- _AIM_:
Rewrite the part of the material that opens with the line containing "monument, one point per instance" and runs through the end of the material, keeping every line. Multiply each answer coordinate by 2.15 and round to the nearest whole number, halves up, leaving all other lines and numbers unchanged.
-- Start RECORDS SHOWN --
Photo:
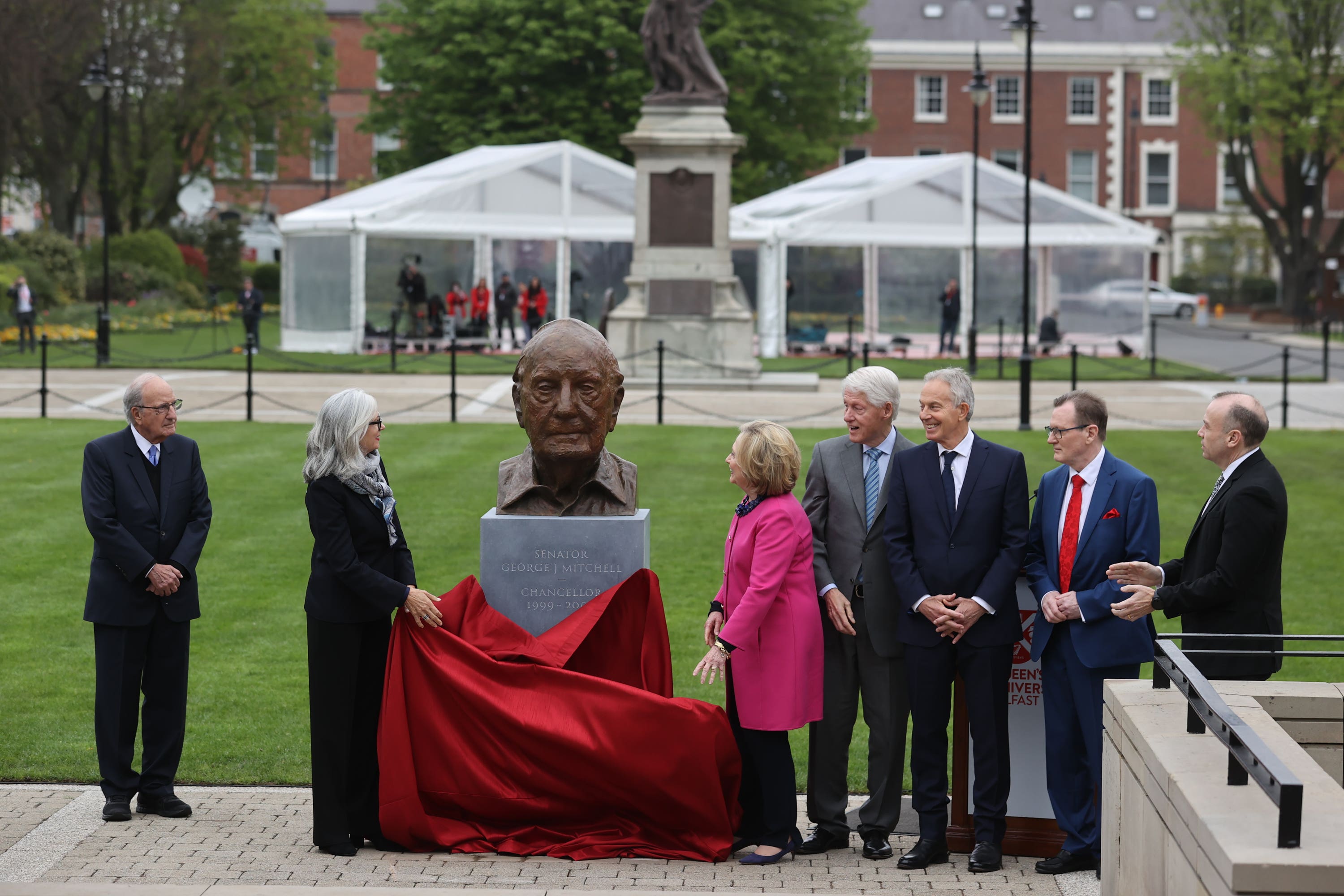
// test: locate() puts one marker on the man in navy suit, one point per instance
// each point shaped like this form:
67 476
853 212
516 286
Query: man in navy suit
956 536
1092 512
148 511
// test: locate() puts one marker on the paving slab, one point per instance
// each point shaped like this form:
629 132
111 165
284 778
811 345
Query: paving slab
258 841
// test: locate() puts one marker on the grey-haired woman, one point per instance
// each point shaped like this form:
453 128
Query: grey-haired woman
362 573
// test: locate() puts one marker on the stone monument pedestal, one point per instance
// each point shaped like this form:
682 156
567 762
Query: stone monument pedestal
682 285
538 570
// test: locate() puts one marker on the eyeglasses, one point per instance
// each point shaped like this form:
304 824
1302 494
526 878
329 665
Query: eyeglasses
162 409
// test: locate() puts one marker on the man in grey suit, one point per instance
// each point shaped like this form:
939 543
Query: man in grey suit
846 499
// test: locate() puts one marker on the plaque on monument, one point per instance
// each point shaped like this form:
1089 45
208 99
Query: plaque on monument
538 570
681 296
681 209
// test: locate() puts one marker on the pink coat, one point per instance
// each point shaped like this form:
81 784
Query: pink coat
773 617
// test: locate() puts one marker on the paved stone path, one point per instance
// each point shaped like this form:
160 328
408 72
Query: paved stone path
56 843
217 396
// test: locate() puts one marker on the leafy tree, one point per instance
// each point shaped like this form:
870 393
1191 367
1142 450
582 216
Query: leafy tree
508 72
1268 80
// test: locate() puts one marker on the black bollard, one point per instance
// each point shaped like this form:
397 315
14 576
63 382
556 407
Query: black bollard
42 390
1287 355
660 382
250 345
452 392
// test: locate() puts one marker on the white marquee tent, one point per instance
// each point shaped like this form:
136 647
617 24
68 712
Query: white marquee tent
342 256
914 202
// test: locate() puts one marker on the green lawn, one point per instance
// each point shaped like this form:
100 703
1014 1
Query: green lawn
-- End RECORDS SHOWN --
- _TASK RESPONSE_:
// test: locate() puts one marker on the plaque on monument, one point per instance
// each point shaped like this form:
1089 45
208 99
Query: plaque on monument
1157 1226
1464 636
1464 449
// test: locate() puts one marker on the pink coat, one point per instance
// each point shaped like this form:
81 784
Query: pink coat
1662 1327
// test: locate() puts one marker on the paved stone path, one point per instance
// each point shaped like this form:
160 328
408 72
Query: paved stone path
120 1812
467 851
// test: locate() puts one marker on the leafy tree, one point per instance
// each point shaped like this form:
870 393
1191 367
1142 450
582 216
Query: leafy tree
1092 155
2726 172
// test: locate() puts one marker on the black bollard, one point per instance
// each point shaped like this form:
397 315
14 576
63 382
556 407
Query: black bollard
90 839
2767 763
1419 821
538 742
972 843
// test: locate() puts one marker on the white marquee tent, one point per instance
// each point shaped like this form:
136 647
617 24
68 712
Query: white marquee tent
735 550
1965 434
// test: locate() puts one marker on the green lawn, one point per instance
// each point shaped like this form:
100 703
1014 1
Query: green lawn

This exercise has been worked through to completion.